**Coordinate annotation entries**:
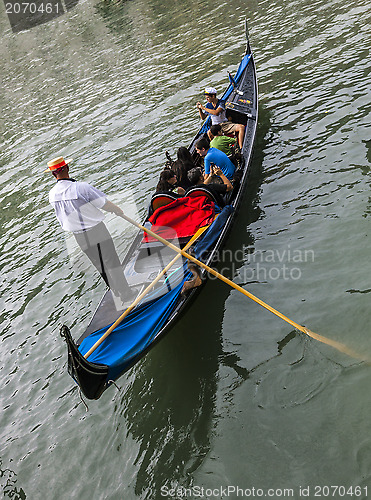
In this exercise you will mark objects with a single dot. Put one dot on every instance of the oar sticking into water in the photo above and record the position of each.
(333, 343)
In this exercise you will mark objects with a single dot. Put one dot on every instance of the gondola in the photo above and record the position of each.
(156, 314)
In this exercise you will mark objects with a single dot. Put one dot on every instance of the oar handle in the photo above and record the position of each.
(337, 345)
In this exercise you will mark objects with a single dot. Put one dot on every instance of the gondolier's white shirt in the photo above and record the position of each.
(77, 205)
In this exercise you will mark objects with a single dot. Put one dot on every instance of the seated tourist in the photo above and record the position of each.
(216, 109)
(182, 165)
(213, 155)
(218, 190)
(220, 141)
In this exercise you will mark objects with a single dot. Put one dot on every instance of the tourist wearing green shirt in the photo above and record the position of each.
(220, 141)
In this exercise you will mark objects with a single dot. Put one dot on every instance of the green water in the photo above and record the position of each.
(232, 397)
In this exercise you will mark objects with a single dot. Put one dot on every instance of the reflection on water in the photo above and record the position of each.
(169, 407)
(8, 484)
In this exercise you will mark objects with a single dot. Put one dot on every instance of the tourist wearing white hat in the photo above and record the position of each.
(78, 208)
(216, 109)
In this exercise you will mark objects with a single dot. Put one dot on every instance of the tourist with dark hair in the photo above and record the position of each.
(218, 190)
(213, 155)
(216, 109)
(168, 183)
(220, 141)
(182, 165)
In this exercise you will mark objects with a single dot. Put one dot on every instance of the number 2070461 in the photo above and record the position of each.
(31, 8)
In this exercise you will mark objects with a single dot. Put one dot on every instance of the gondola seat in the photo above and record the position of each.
(161, 199)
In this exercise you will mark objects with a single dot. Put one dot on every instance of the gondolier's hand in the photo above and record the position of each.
(111, 207)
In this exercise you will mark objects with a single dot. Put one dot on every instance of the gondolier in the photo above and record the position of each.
(78, 208)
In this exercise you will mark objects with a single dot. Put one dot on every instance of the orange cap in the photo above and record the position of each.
(57, 163)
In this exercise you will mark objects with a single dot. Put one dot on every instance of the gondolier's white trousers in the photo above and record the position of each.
(97, 244)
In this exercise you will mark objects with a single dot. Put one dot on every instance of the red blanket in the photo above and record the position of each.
(184, 216)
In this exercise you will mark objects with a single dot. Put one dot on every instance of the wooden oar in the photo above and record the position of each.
(144, 293)
(337, 345)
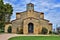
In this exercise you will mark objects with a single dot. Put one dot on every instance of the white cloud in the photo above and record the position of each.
(46, 6)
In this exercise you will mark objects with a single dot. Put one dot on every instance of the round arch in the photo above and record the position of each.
(30, 27)
(9, 30)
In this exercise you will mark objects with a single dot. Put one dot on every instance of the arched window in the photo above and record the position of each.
(30, 28)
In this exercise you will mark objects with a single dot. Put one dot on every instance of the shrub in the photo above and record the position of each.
(9, 29)
(44, 31)
(50, 32)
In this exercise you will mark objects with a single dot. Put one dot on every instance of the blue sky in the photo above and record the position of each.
(51, 8)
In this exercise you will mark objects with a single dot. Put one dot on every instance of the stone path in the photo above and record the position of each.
(7, 36)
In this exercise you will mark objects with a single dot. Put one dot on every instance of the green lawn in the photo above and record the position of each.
(36, 38)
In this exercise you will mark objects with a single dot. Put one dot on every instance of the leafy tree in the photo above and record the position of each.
(5, 9)
(58, 29)
(9, 29)
(44, 31)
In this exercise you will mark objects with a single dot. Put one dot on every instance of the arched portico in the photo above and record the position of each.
(30, 27)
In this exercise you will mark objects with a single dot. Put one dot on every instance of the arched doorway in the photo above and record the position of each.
(9, 29)
(30, 28)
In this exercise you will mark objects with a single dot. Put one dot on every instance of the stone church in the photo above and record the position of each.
(29, 22)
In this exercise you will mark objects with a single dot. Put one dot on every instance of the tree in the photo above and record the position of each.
(9, 29)
(5, 9)
(58, 29)
(44, 31)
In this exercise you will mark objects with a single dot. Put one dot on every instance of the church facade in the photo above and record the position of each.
(29, 22)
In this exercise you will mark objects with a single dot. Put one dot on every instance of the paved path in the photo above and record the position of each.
(7, 36)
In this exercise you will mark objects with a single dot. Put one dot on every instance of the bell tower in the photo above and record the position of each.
(30, 7)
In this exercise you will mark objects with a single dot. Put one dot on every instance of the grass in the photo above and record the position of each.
(35, 38)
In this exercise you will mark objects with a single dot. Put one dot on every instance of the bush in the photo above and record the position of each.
(20, 32)
(50, 32)
(9, 29)
(44, 31)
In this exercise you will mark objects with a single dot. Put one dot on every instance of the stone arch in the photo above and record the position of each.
(44, 30)
(9, 30)
(7, 26)
(30, 27)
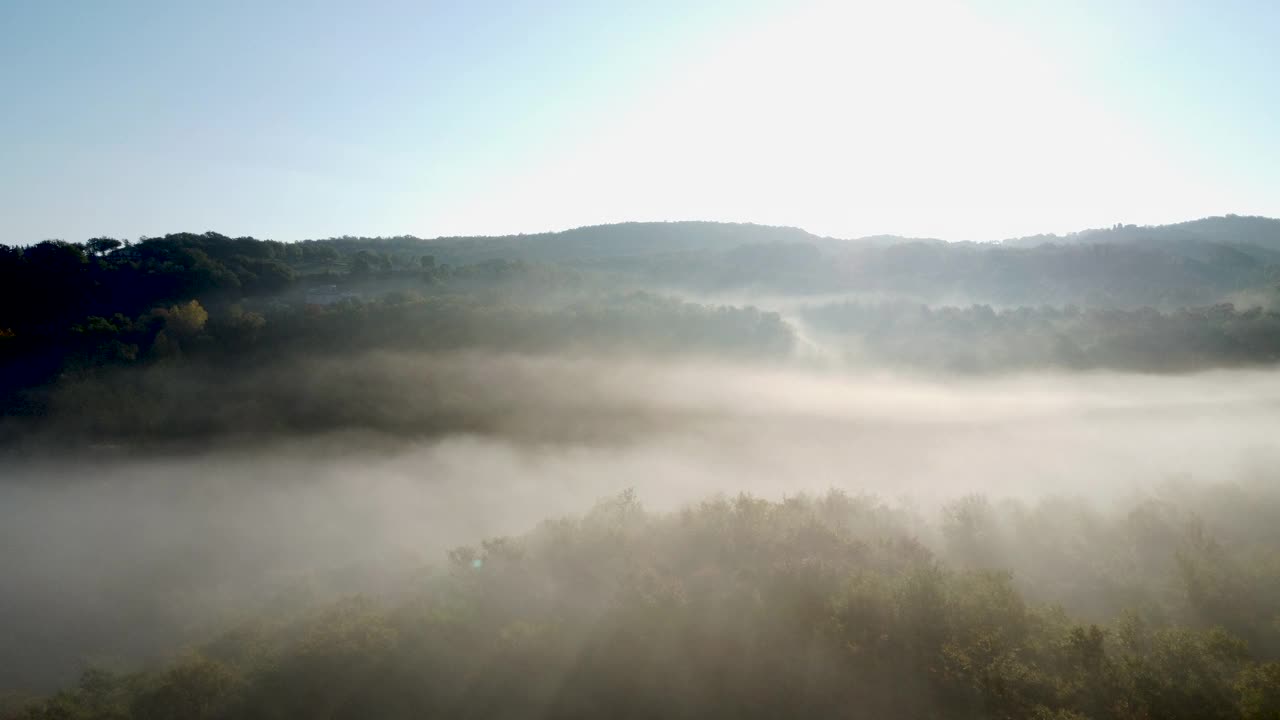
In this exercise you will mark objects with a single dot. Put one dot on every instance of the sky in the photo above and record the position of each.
(961, 119)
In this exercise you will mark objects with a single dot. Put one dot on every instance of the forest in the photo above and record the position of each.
(649, 469)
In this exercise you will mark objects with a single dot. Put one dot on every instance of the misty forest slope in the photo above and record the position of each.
(744, 607)
(1179, 297)
(880, 477)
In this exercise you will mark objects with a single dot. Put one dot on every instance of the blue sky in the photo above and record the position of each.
(958, 119)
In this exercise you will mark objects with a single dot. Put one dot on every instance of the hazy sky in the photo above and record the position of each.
(959, 119)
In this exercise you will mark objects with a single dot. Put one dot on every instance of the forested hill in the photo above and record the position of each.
(1175, 297)
(1249, 233)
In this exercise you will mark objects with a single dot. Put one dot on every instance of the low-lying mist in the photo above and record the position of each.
(314, 478)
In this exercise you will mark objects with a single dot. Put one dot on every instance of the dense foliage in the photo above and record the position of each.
(983, 338)
(740, 606)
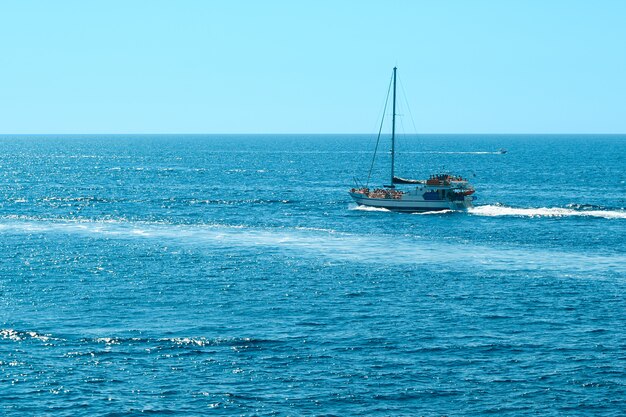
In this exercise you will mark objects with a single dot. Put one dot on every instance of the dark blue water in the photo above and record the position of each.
(232, 275)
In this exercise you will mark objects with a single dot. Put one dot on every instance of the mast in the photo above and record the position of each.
(393, 128)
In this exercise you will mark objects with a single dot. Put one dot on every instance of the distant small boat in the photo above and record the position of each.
(441, 191)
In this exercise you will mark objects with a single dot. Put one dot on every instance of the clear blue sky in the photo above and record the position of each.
(148, 66)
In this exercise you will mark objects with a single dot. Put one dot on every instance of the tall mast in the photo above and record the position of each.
(393, 128)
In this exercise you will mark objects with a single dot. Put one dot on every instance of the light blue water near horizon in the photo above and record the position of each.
(231, 274)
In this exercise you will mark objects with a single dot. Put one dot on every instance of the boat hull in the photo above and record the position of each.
(412, 205)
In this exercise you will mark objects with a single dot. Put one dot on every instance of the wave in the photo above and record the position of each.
(456, 152)
(18, 336)
(574, 211)
(430, 213)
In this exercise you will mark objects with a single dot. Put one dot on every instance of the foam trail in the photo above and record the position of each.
(494, 211)
(336, 246)
(368, 208)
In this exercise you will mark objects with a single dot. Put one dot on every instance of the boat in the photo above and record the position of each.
(441, 191)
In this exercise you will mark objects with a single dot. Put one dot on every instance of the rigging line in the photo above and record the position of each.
(407, 105)
(369, 174)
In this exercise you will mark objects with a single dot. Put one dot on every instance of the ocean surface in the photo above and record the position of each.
(232, 275)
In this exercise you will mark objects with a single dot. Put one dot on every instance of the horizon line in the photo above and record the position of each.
(310, 133)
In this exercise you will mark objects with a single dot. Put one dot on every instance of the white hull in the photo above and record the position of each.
(412, 203)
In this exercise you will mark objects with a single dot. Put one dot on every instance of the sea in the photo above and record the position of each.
(233, 275)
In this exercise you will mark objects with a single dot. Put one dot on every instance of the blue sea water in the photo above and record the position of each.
(232, 275)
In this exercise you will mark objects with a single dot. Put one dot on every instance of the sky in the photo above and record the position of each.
(208, 66)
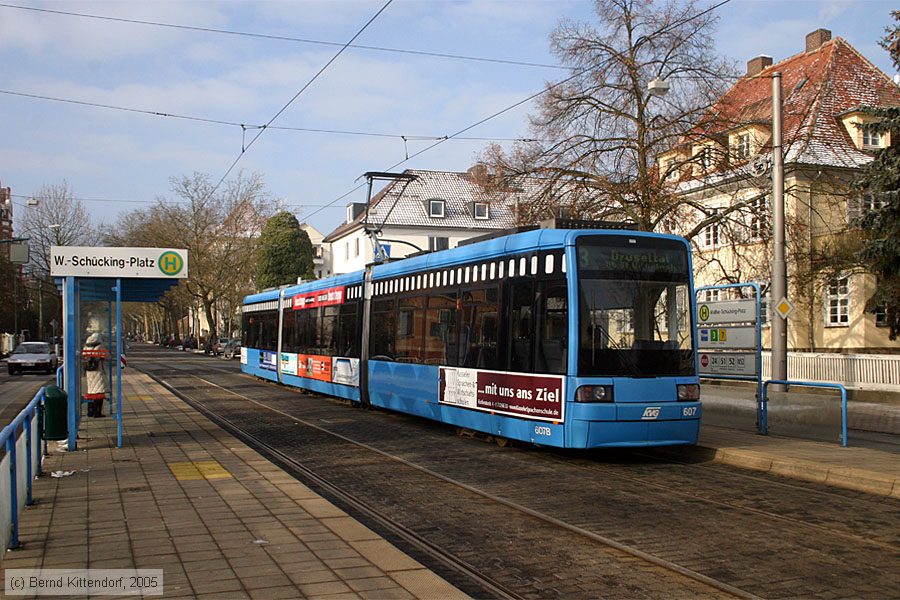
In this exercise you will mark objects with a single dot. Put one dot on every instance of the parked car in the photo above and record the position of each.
(232, 348)
(32, 356)
(215, 347)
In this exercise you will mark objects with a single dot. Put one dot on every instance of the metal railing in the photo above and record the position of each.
(835, 386)
(854, 371)
(22, 436)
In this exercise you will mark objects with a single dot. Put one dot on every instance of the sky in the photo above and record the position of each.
(121, 160)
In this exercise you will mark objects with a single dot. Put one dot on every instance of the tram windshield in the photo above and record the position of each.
(634, 307)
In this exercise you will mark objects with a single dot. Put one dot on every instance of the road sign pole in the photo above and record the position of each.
(779, 266)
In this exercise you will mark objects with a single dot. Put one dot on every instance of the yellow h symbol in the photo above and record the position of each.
(170, 263)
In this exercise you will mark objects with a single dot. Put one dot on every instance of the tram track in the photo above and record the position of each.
(669, 491)
(712, 587)
(758, 533)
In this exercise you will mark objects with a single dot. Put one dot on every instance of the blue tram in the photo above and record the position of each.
(567, 338)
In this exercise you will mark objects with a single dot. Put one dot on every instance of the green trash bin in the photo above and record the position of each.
(56, 414)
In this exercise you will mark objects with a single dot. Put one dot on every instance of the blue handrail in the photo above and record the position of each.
(9, 438)
(833, 386)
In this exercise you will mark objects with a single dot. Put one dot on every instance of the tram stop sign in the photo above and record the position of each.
(784, 308)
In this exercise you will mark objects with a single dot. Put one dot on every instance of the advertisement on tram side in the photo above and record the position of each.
(329, 297)
(268, 360)
(314, 367)
(538, 397)
(288, 363)
(345, 371)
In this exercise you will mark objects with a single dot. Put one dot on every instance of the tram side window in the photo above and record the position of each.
(521, 326)
(410, 329)
(248, 331)
(552, 327)
(381, 335)
(478, 329)
(329, 331)
(306, 331)
(441, 330)
(348, 332)
(288, 329)
(262, 330)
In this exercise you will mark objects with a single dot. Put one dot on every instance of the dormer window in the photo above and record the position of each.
(672, 173)
(704, 157)
(871, 138)
(742, 148)
(437, 208)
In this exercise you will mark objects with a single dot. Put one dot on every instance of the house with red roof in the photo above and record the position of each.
(434, 210)
(722, 168)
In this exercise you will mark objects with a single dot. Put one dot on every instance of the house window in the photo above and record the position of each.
(438, 243)
(759, 218)
(742, 149)
(437, 208)
(711, 234)
(872, 202)
(837, 301)
(871, 139)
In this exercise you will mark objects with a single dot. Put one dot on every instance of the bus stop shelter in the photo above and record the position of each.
(95, 281)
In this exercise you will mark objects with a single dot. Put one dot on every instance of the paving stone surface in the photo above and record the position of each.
(221, 521)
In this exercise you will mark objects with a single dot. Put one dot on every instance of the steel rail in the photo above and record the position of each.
(655, 560)
(754, 511)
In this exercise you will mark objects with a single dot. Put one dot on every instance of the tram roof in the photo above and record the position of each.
(512, 244)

**What to work on**:
Keep only the lines from the one containing "the bus stop" to the end of the entries, and repeat them exactly.

**Reply to the exercise**:
In this exercise you will mark objects with a single dot. Put one dot on every instance of the bus stop shelter in the photo above and record the position of each.
(95, 281)
In this exercise you will mark objects with a single dot. Put one dot on every instance of the paving stone surface in the photo above and record the position of each.
(221, 521)
In this exercise you will mark objects with a single dot. Put one dot on every instance of the steel rail in the photo above and record the position of each.
(655, 560)
(754, 511)
In this exercise you will mark objects with a single dot. Put one dot on every instance of the tram roof in the photo above and record the position of each.
(512, 244)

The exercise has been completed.